Keep the pictures out of the copy and repeat the records exactly.

## Records from a point labeling set
•••

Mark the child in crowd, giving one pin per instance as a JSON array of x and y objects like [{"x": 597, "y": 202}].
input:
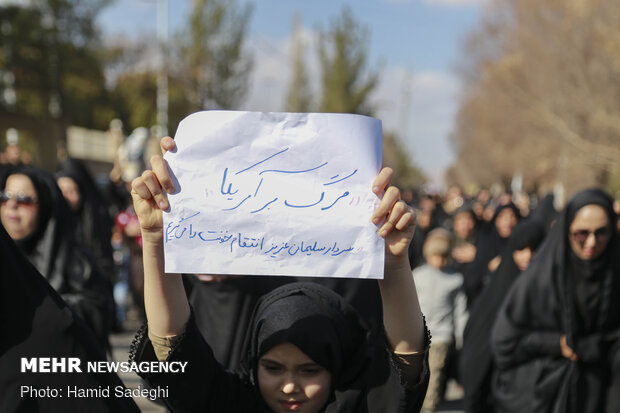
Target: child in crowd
[{"x": 443, "y": 303}]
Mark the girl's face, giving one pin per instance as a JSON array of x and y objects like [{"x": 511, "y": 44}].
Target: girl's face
[
  {"x": 290, "y": 381},
  {"x": 70, "y": 191},
  {"x": 590, "y": 232},
  {"x": 20, "y": 207}
]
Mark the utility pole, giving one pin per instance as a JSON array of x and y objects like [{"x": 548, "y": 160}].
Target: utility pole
[{"x": 162, "y": 75}]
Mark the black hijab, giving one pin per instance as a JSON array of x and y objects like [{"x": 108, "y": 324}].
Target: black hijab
[
  {"x": 39, "y": 324},
  {"x": 316, "y": 320},
  {"x": 329, "y": 331},
  {"x": 489, "y": 245},
  {"x": 47, "y": 247},
  {"x": 223, "y": 310},
  {"x": 67, "y": 266},
  {"x": 476, "y": 361},
  {"x": 547, "y": 302},
  {"x": 94, "y": 223}
]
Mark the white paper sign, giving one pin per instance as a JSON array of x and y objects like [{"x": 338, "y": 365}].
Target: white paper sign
[{"x": 274, "y": 194}]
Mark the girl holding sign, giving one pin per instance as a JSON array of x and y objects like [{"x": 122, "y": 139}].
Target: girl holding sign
[{"x": 306, "y": 350}]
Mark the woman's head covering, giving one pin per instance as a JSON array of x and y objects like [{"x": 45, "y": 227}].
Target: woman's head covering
[
  {"x": 39, "y": 324},
  {"x": 55, "y": 225},
  {"x": 94, "y": 223},
  {"x": 476, "y": 358},
  {"x": 556, "y": 296},
  {"x": 317, "y": 321}
]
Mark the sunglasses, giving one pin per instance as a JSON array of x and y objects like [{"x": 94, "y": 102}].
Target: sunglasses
[
  {"x": 20, "y": 198},
  {"x": 582, "y": 235}
]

•••

## The answer
Mark the child in crowd, giving one pin per instance as a JSON array of x and y objects like [{"x": 597, "y": 202}].
input:
Target: child in crowd
[{"x": 443, "y": 303}]
Mark the girl's face, giving one pin per instance as a JSON array of x and y objects like [{"x": 511, "y": 44}].
Target: girl's face
[
  {"x": 290, "y": 381},
  {"x": 70, "y": 191},
  {"x": 590, "y": 232},
  {"x": 20, "y": 207}
]
Mark the utility pole, giving one pin per instance as a JSON array of x and y objects like [{"x": 548, "y": 160}].
Target: utility pole
[{"x": 162, "y": 75}]
Mark the black hijab, giving one pin per instance as a JSON array of x and y objects like [{"x": 108, "y": 324}].
Target: black hijab
[
  {"x": 39, "y": 324},
  {"x": 316, "y": 320},
  {"x": 329, "y": 331},
  {"x": 489, "y": 245},
  {"x": 47, "y": 247},
  {"x": 223, "y": 310},
  {"x": 67, "y": 266},
  {"x": 476, "y": 361},
  {"x": 547, "y": 302},
  {"x": 94, "y": 223}
]
Mark the white paper sign, giving one pin per instance as a JSON array of x and y objects like [{"x": 338, "y": 365}].
Target: white paper sign
[{"x": 274, "y": 194}]
Mark the girl holding sign, giving one pin per instance as a JSON array of x and y objects like [{"x": 122, "y": 139}].
Target: girl holding sign
[{"x": 306, "y": 350}]
Mark the woman's head covering, giving one pin per instance as a JSON array of x and y objects like [{"x": 45, "y": 227}].
Target: woman's head covering
[
  {"x": 39, "y": 324},
  {"x": 55, "y": 225},
  {"x": 94, "y": 223},
  {"x": 476, "y": 358},
  {"x": 556, "y": 296},
  {"x": 317, "y": 321}
]
Mark the sunglasses, giving one pin per instance as a JSON array of x and y objects like [{"x": 94, "y": 102}].
Target: sunglasses
[
  {"x": 20, "y": 198},
  {"x": 582, "y": 235}
]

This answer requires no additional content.